[WHAT TO WORK ON]
(a) Decide whether each statement below agrees with the dermatoglyphics article, answering yes or no and quoting the exact words of the article that settle it: (i) Henry arrived at his fingerprint method with help from two Indian doctors. (ii) The five main groups of finger and hand lines are seen in fewer than half of individuals. (iii) Pharmacogenomics can already be applied in current drug prescription without further knowledge.
(b) Rewrite the part of the dermatoglyphics article that opens with the words containing "Introduction" and closes with "many diseases (3).", changing "pharmacogenomics" to "genetic drug profiling" in every instance.

(EXCERPT TO READ begins)

• 1
• 2
• 3
• 4

Alexandros Spyros Botsaris

Abstract

Despite all recent advances, collateral and adverse effects to drugs are still one of the biggest causes of discomfort provoked by iatrogeny in modern medicine. There is no yet efficient and cheap method developed to totally avoid them. Therefore we suggest to consider the use of Dermatoglyphics as it is a scientific study of hand lines that have been used in the identification of genetic tendencies for some conditions. The study of fingerprints, which is a part of dermatoglyphic evaluation, reveals five main groups of design and orientation of hand lines: plain arch, tented arch, radial loop, ulnar loop, and whorl. We propose that these five groups represent five clusters of similarities in physiological behavior, and that the five clusters will show different patterns of tolerance and response to most drugs used in medicine. When developed, this knowledge could be used to identify subjects prone to collateral and adverse effects to drugs and consequently prevent them.

 

Introduction

Adverse effects to drugs are one of the major causes of iatrogeny in present days, and medical science dreams of personal prescription that brings only benefits with no risk (1). The main proposal in medical science to solve this problem is developing more the knowledge about pharmacogenomics (2). Unfortunately, for applying pharmacogenomics in current drug prescription, a bigger knowledge about functions of human genome as well as mapping genes of all patients, are needed, which are goals still distant. Dermatoglyphic, a scientific study of the design of hand lines, although not widespread technique of diagnosis, has shown to reveal genetic tendency for many diseases (3).

In this article, we show that the study of hand lines reveal main groups and subgroups of patterns that have a great possibility of represent clusters of patients with distinct reaction to drug effect. The identification of clusters with different pattern of response to drugs could allow us to prevent adverse effects and adjust prescription to individual characteristics.

 

Background

The use of the fingerprint to identify the individuals and also for crime prosecution was developed by an English judge in India, Sir Edward Richard Henry. He came to this solution with the help of two Indian doctors (Haque and Bose), that told him about the individuality and specificity of fingerprints. With this discovery Henry was designed as chief of the Scotland Yard and his method became used worldwide, and it is still used nowadays (4). In many oriental medicines, we can find the examination of hand lines for the diagnosis of biotypes which, in general, correspond to five main ones (5).

To develop his methodology of study of digital and hand lines, Henry used a mathematical model of analysis of directional images, and probabilistic evaluation of line orientation, proposed by the French mathematician Henri Poincarré. After applying this methodology, he could describe five main groups of arrangement of finger and hand lines which are: plain arch, tented arch, radial loop, ulnar loop, and whorl, which are observed in more than 95% of individuals (6). Besides the five main groups, there are some rare mixed dispositions like double loop, arch with loop, arch with whorl (Peacock’s eye), etc (6).

(EXCERPT TO READ ends)
(EXCERPTED RECORDS begins)

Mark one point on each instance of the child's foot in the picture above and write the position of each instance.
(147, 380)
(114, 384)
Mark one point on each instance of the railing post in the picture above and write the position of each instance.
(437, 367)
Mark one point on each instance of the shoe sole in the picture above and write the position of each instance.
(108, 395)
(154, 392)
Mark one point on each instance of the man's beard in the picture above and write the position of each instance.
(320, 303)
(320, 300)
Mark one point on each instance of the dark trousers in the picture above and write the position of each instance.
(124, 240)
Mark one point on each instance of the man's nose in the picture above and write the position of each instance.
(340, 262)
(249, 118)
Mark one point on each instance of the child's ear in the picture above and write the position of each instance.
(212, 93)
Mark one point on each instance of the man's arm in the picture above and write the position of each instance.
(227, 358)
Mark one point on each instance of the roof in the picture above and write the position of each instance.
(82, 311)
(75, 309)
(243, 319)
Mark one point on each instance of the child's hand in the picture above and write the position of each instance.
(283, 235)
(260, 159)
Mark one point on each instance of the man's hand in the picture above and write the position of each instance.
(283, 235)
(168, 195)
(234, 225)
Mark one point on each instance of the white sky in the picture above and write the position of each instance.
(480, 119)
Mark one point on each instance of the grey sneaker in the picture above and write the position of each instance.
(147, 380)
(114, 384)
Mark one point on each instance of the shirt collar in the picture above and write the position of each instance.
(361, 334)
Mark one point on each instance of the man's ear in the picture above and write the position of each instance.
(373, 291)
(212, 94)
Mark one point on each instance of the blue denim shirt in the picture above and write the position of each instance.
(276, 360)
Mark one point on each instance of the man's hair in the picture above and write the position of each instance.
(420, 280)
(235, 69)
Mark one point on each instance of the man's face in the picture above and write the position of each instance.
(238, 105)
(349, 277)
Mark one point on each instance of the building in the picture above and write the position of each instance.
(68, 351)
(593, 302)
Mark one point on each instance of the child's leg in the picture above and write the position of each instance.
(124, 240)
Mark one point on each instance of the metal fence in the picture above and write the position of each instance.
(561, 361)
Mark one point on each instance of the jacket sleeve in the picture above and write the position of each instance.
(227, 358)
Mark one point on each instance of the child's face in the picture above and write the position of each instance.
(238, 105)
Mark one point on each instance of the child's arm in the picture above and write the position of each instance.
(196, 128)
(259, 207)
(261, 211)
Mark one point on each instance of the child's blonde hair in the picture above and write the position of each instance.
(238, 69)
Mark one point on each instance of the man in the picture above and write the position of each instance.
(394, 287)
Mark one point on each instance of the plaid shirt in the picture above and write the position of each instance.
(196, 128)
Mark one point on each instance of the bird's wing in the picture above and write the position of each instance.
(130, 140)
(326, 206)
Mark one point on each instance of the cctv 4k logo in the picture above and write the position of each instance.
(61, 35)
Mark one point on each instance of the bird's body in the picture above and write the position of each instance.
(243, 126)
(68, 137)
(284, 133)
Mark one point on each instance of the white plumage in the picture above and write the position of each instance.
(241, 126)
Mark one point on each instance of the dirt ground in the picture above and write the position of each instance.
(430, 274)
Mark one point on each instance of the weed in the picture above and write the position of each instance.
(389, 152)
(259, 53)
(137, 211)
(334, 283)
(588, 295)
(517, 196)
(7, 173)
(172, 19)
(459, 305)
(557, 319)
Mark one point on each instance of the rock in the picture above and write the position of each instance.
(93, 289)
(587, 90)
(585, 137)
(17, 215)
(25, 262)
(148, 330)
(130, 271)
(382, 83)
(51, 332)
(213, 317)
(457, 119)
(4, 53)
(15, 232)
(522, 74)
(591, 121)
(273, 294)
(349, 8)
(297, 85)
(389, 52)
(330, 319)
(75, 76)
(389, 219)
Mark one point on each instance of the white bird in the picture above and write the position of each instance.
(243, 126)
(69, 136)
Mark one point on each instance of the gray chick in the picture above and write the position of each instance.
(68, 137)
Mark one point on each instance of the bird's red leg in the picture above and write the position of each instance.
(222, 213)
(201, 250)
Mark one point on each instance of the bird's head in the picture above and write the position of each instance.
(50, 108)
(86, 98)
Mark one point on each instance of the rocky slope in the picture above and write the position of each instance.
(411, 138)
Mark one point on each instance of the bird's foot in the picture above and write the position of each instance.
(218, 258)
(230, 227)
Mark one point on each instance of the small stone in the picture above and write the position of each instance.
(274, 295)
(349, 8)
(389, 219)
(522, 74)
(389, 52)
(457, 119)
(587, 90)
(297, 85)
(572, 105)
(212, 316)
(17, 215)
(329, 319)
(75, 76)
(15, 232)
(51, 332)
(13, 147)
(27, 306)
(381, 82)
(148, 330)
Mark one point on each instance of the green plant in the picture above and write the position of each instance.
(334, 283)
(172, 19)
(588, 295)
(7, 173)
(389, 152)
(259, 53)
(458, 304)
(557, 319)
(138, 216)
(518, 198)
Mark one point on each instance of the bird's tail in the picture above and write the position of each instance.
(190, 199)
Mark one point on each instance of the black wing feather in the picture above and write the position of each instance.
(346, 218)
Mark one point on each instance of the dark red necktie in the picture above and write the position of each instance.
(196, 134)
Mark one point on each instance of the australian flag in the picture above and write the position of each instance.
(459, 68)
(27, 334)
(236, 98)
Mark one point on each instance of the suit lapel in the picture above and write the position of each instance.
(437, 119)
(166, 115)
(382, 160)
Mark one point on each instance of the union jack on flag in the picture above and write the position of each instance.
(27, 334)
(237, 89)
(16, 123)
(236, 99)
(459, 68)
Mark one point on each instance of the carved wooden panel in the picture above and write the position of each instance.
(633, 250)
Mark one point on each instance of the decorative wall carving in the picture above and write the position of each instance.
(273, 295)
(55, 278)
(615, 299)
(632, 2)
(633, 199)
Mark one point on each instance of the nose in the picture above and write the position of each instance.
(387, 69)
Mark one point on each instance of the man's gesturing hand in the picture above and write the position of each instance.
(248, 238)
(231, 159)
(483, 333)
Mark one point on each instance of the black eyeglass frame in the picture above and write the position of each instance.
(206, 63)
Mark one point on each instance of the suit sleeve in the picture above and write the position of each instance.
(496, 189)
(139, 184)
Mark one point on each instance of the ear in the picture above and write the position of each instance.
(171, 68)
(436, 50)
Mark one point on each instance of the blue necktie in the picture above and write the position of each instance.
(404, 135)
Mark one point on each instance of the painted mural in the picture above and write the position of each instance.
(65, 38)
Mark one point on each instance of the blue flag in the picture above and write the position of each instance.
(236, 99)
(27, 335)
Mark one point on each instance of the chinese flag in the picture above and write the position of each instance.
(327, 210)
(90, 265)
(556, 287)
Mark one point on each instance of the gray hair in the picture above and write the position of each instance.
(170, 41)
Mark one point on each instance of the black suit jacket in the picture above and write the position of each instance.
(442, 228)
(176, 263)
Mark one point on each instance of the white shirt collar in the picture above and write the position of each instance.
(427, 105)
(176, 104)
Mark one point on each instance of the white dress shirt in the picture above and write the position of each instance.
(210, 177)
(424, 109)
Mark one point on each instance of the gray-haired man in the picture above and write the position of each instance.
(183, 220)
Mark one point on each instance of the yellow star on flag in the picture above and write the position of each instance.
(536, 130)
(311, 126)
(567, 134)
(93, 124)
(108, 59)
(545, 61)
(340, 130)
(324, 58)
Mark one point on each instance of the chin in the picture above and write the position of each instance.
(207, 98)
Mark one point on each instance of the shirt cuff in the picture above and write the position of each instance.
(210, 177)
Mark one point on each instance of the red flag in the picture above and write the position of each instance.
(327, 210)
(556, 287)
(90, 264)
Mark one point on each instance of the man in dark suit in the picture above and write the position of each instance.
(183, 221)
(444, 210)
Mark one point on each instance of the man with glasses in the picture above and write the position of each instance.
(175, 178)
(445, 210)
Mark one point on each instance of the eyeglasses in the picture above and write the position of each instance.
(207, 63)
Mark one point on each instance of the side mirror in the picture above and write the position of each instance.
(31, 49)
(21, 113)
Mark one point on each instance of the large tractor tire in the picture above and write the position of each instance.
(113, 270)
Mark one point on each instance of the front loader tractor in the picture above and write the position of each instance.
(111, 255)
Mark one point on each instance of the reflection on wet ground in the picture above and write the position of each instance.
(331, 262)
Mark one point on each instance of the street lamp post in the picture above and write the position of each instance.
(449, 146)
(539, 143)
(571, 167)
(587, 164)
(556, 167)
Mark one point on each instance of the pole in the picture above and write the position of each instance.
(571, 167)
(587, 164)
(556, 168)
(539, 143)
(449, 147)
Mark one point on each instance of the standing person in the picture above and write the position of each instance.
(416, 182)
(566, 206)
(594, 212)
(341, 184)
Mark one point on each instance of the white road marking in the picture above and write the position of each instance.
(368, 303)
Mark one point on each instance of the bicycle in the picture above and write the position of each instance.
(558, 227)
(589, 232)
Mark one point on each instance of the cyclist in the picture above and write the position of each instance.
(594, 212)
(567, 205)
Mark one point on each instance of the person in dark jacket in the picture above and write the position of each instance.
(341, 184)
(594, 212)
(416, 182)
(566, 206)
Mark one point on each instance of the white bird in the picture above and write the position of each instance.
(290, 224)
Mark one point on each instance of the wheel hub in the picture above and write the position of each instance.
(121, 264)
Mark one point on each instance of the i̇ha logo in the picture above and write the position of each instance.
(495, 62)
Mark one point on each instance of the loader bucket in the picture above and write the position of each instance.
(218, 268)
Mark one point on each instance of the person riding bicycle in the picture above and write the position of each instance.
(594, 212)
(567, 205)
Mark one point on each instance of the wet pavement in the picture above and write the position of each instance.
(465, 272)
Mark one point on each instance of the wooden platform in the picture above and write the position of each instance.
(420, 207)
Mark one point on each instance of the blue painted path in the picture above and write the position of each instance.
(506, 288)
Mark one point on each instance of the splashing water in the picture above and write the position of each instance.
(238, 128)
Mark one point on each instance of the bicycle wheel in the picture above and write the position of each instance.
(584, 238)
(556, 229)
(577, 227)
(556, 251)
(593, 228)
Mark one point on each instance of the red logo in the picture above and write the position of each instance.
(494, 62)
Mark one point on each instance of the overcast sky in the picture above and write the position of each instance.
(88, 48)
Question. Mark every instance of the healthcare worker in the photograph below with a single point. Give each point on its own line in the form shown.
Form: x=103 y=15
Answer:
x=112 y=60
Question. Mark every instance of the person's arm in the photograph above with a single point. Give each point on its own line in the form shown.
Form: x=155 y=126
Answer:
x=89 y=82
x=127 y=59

(EXCERPTED RECORDS ends)

[WRITTEN ANSWERS]
(a)
(i) Yes: "He came to this solution with the help of two Indian doctors (Haque and Bose)"
(ii) No: "which are observed in more than 95% of individuals"
(iii) No: "a bigger knowledge about functions of human genome as well as mapping genes of all patients, are needed, which are goals still distant"

(b)
Introduction

Adverse effects to drugs are one of the major causes of iatrogeny in present days, and medical science dreams of personal prescription that brings only benefits with no risk (1). The main proposal in medical science to solve this problem is developing more the knowledge about genetic drug profiling (2). Unfortunately, for applying genetic drug profiling in current drug prescription, a bigger knowledge about functions of human genome as well as mapping genes of all patients, are needed, which are goals still distant. Dermatoglyphic, a scientific study of the design of hand lines, although not widespread technique of diagnosis, has shown to reveal genetic tendency for many diseases (3).